'''
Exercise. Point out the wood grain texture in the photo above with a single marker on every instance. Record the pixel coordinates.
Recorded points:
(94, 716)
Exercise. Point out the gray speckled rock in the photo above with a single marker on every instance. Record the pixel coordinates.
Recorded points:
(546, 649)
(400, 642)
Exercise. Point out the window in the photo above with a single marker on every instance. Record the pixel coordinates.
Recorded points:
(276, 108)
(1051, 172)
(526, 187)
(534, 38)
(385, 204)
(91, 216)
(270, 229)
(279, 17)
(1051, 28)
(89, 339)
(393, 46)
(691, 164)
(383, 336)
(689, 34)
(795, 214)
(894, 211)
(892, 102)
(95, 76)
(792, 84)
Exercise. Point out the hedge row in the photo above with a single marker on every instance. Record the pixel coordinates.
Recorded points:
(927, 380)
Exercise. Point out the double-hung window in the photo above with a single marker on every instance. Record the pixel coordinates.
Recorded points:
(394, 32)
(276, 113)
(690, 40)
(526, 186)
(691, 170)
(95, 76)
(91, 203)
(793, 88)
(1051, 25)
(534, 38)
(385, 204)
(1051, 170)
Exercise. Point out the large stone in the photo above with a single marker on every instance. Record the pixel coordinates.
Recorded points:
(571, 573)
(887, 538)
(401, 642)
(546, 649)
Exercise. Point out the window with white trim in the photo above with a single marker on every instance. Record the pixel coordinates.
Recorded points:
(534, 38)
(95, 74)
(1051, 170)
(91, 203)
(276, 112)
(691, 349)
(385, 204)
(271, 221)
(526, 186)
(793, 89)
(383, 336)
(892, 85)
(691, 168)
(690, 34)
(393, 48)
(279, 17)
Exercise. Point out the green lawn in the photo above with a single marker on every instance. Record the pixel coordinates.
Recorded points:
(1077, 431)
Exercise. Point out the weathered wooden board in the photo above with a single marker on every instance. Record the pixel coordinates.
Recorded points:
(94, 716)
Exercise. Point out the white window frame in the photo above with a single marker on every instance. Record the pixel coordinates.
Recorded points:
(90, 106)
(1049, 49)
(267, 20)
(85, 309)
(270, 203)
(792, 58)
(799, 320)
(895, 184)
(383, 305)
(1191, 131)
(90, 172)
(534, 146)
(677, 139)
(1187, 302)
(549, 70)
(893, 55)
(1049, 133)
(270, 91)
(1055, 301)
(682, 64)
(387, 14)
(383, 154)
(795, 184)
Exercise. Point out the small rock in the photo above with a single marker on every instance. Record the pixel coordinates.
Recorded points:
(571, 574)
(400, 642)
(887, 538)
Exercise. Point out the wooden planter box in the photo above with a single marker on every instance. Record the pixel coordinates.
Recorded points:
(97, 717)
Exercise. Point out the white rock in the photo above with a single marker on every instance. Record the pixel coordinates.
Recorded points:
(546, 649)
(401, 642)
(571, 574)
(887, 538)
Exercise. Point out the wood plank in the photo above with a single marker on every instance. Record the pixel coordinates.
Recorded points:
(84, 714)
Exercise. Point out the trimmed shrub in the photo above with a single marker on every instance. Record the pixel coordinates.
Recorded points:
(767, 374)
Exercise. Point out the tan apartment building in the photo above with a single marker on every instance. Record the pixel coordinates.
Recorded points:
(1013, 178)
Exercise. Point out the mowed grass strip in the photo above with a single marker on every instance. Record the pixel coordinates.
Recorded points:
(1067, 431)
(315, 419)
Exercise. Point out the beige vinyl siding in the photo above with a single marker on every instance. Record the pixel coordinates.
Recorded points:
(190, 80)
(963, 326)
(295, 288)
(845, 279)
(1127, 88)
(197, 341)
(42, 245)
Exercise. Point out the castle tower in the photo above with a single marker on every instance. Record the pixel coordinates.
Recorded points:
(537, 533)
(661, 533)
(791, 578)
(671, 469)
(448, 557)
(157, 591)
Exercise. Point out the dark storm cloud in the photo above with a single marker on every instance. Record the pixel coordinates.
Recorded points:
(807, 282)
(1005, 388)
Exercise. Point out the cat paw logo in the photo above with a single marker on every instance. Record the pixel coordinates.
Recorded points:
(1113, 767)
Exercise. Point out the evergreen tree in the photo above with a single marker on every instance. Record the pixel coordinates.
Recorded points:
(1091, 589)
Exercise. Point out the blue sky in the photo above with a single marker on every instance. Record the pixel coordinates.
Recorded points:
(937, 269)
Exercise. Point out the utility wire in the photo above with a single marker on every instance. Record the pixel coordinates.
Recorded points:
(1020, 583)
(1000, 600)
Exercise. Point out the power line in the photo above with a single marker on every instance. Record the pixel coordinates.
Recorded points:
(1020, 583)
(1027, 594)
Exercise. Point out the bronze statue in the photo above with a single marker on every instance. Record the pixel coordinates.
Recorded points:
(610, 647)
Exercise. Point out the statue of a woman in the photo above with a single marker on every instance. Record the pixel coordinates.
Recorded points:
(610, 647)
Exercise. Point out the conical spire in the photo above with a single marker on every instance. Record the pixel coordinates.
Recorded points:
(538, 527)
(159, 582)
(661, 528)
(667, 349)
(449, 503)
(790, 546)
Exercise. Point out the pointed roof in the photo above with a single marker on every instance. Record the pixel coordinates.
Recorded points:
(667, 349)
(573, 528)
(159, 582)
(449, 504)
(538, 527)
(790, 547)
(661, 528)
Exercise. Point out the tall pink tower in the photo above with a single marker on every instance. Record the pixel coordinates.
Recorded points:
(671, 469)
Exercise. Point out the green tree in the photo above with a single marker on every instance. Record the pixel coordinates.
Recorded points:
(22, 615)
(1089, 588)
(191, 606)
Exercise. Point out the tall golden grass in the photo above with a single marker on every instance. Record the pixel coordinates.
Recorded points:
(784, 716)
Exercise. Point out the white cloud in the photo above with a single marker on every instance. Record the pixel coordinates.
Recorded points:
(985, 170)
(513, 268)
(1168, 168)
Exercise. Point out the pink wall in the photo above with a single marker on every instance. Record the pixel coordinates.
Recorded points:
'''
What you are asked to do: Can you format all the lines above as a Markdown table, with an "Entry" column that numbers each one and a "Text" column that holds the line itself, skipping any blank lines?

Reply to the task:
| Entry | Text |
|---|---|
| 1 | Exercise. Point out the wood grain texture in the photo above with a single marker on every instance. Record the pixel coordinates. |
| 2 | Recorded points: |
| 3 | (94, 716) |
| 4 | Exercise. Point out the gray speckled rock in the photo above with a single marker on every instance. Record the pixel coordinates. |
| 5 | Recorded points: |
| 6 | (546, 649) |
| 7 | (400, 642) |
| 8 | Exercise. Point out the window in the photo above with a single marker on every instance. Record the pixel coordinates. |
| 9 | Recorded points: |
| 10 | (276, 108) |
| 11 | (1051, 172) |
| 12 | (526, 187) |
| 13 | (534, 38) |
| 14 | (385, 204) |
| 15 | (91, 216) |
| 16 | (270, 229) |
| 17 | (279, 17) |
| 18 | (1051, 28) |
| 19 | (89, 339) |
| 20 | (393, 46) |
| 21 | (691, 164) |
| 22 | (383, 336) |
| 23 | (689, 34) |
| 24 | (795, 214) |
| 25 | (894, 211) |
| 26 | (892, 102) |
| 27 | (95, 76) |
| 28 | (792, 84) |
| 29 | Exercise. Point out the hedge row in the photo above with a single marker on every instance. Record the pixel coordinates. |
| 30 | Recorded points: |
| 31 | (927, 380) |
| 32 | Exercise. Point out the double-hung window in the photo above with a single marker on every instance. Record the pixel coordinates. |
| 33 | Recorded points: |
| 34 | (394, 32) |
| 35 | (276, 113) |
| 36 | (690, 40) |
| 37 | (526, 186) |
| 38 | (691, 170) |
| 39 | (95, 76) |
| 40 | (91, 203) |
| 41 | (793, 88) |
| 42 | (1051, 25) |
| 43 | (534, 38) |
| 44 | (385, 204) |
| 45 | (1051, 170) |
| 46 | Exercise. Point out the large stone in the photo above with a single marker on every instance. Record the pixel coordinates. |
| 47 | Recorded points: |
| 48 | (571, 573) |
| 49 | (887, 538) |
| 50 | (401, 642) |
| 51 | (546, 649) |
| 52 | Exercise. Point out the window with white trim in the photo above with a single marker on every instance. Record the pixel coordinates. |
| 53 | Recorded points: |
| 54 | (534, 38) |
| 55 | (95, 74) |
| 56 | (1051, 170) |
| 57 | (91, 203) |
| 58 | (276, 112) |
| 59 | (691, 349) |
| 60 | (385, 204) |
| 61 | (271, 221) |
| 62 | (526, 186) |
| 63 | (793, 89) |
| 64 | (383, 336) |
| 65 | (892, 85) |
| 66 | (691, 168) |
| 67 | (690, 34) |
| 68 | (393, 48) |
| 69 | (279, 17) |
| 70 | Exercise. Point out the green lawn in the photo above with a single marker on every instance. Record the pixel coordinates. |
| 71 | Recorded points: |
| 72 | (1077, 431) |
| 73 | Exercise. Point out the weathered wooden board in the photo above with a single marker on every instance. Record the pixel coordinates. |
| 74 | Recorded points: |
| 75 | (94, 716) |
| 76 | Exercise. Point out the white window frame in the photo above with a single marker on every instance. Record the pixel coordinates. |
| 77 | Recorded points: |
| 78 | (90, 106) |
| 79 | (1049, 49) |
| 80 | (267, 20) |
| 81 | (85, 309) |
| 82 | (270, 203) |
| 83 | (792, 58) |
| 84 | (799, 320) |
| 85 | (895, 184) |
| 86 | (383, 305) |
| 87 | (1191, 131) |
| 88 | (90, 172) |
| 89 | (534, 146) |
| 90 | (677, 139) |
| 91 | (1187, 302) |
| 92 | (549, 70) |
| 93 | (893, 55) |
| 94 | (1049, 133) |
| 95 | (270, 91) |
| 96 | (1055, 301) |
| 97 | (682, 64) |
| 98 | (387, 14) |
| 99 | (383, 154) |
| 100 | (795, 184) |
| 101 | Exercise. Point out the small rock in the photo above with a single marker on every instance. Record the pixel coordinates. |
| 102 | Recorded points: |
| 103 | (571, 574) |
| 104 | (400, 642) |
| 105 | (887, 538) |
| 106 | Exercise. Point out the wooden planter box in the photo above with a single marker on every instance. Record the pixel coordinates. |
| 107 | Recorded points: |
| 108 | (97, 717) |
| 109 | Exercise. Point out the white rock in the photo above with a single marker on every instance. Record the pixel coordinates. |
| 110 | Recorded points: |
| 111 | (546, 649) |
| 112 | (401, 642) |
| 113 | (571, 574) |
| 114 | (887, 538) |
| 115 | Exercise. Point out the wood plank in the photo above with a single marker on every instance. Record the pixel coordinates. |
| 116 | Recorded points: |
| 117 | (84, 714) |
| 118 | Exercise. Point out the trimmed shrub in the photo above with a single marker on every instance. Record the pixel coordinates. |
| 119 | Recorded points: |
| 120 | (767, 374) |
| 121 | Exercise. Point out the tan apartment building in the photo above with a single marker on every instance. Record the pixel coordinates. |
| 122 | Recorded points: |
| 123 | (1013, 178) |
| 124 | Exercise. Point out the mowed grass strip in the photo above with a single marker on every instance. Record the pixel coordinates. |
| 125 | Recorded points: |
| 126 | (1067, 431) |
| 127 | (315, 419) |
| 128 | Exercise. Point out the beige vinyl siding in the photo above with a single marker on every instance. Record the pixel coordinates. |
| 129 | Recorded points: |
| 130 | (190, 80) |
| 131 | (963, 326) |
| 132 | (295, 288) |
| 133 | (845, 279) |
| 134 | (1127, 88) |
| 135 | (197, 341) |
| 136 | (42, 245) |
| 137 | Exercise. Point out the castle tower in the photo above with a single marker on every instance. Record the pixel coordinates. |
| 138 | Recorded points: |
| 139 | (537, 533) |
| 140 | (661, 533) |
| 141 | (791, 578) |
| 142 | (671, 469) |
| 143 | (448, 557) |
| 144 | (157, 591) |
| 145 | Exercise. Point out the dark storm cloud in the photo above with a single marker on every instance. Record the pixel coordinates. |
| 146 | Recorded points: |
| 147 | (807, 282) |
| 148 | (1005, 388) |
| 149 | Exercise. Point out the cat paw logo in the photo above with a single marker on every instance. Record the pixel coordinates. |
| 150 | Recorded points: |
| 151 | (1113, 767) |
| 152 | Exercise. Point out the evergreen tree in the photo above with a single marker on every instance. Record the pixel coordinates. |
| 153 | Recorded points: |
| 154 | (1091, 589) |
| 155 | Exercise. Point out the blue sky in the photo above with a single marker on every instance. Record the pixel coordinates. |
| 156 | Recorded points: |
| 157 | (937, 269) |
| 158 | Exercise. Point out the utility wire in the photo above with a single marker on every instance. Record the pixel coordinates. |
| 159 | Recorded points: |
| 160 | (1020, 583) |
| 161 | (1000, 600) |
| 162 | Exercise. Point out the power line in the photo above with a single marker on every instance. Record the pixel coordinates. |
| 163 | Recorded points: |
| 164 | (1020, 583) |
| 165 | (1027, 594) |
| 166 | Exercise. Point out the bronze statue in the photo above with a single marker on every instance. Record the pixel coordinates. |
| 167 | Recorded points: |
| 168 | (610, 647) |
| 169 | Exercise. Point out the statue of a woman in the photo above with a single marker on every instance. Record the pixel coordinates. |
| 170 | Recorded points: |
| 171 | (610, 647) |
| 172 | Exercise. Point out the conical spire in the photo above with a single marker on every instance. Record the pixel coordinates. |
| 173 | Recorded points: |
| 174 | (538, 527) |
| 175 | (159, 582) |
| 176 | (661, 528) |
| 177 | (667, 349) |
| 178 | (449, 503) |
| 179 | (790, 546) |
| 180 | Exercise. Point out the pointed roof in the photo above with a single marker on every instance. Record the pixel coordinates. |
| 181 | Recorded points: |
| 182 | (667, 349) |
| 183 | (573, 528) |
| 184 | (159, 582) |
| 185 | (449, 504) |
| 186 | (538, 527) |
| 187 | (790, 547) |
| 188 | (661, 528) |
| 189 | Exercise. Point out the tall pink tower in the photo above with a single marker on every instance. Record the pixel coordinates. |
| 190 | Recorded points: |
| 191 | (671, 469) |
| 192 | Exercise. Point out the green tree in the photo above with a single marker on every instance. Record the pixel coordinates. |
| 193 | Recorded points: |
| 194 | (22, 615) |
| 195 | (1089, 588) |
| 196 | (191, 606) |
| 197 | Exercise. Point out the tall golden grass in the photo above with a single marker on every instance. Record the pixel coordinates. |
| 198 | Recorded points: |
| 199 | (784, 716) |
| 200 | Exercise. Point out the white cloud in the photo above with a single marker on every instance. Record the pixel coordinates. |
| 201 | Recorded points: |
| 202 | (985, 170) |
| 203 | (513, 268) |
| 204 | (1168, 168) |
| 205 | Exercise. Point out the pink wall in the photo above with a single marker on every instance. Record the pixel coordinates. |
| 206 | Recorded points: |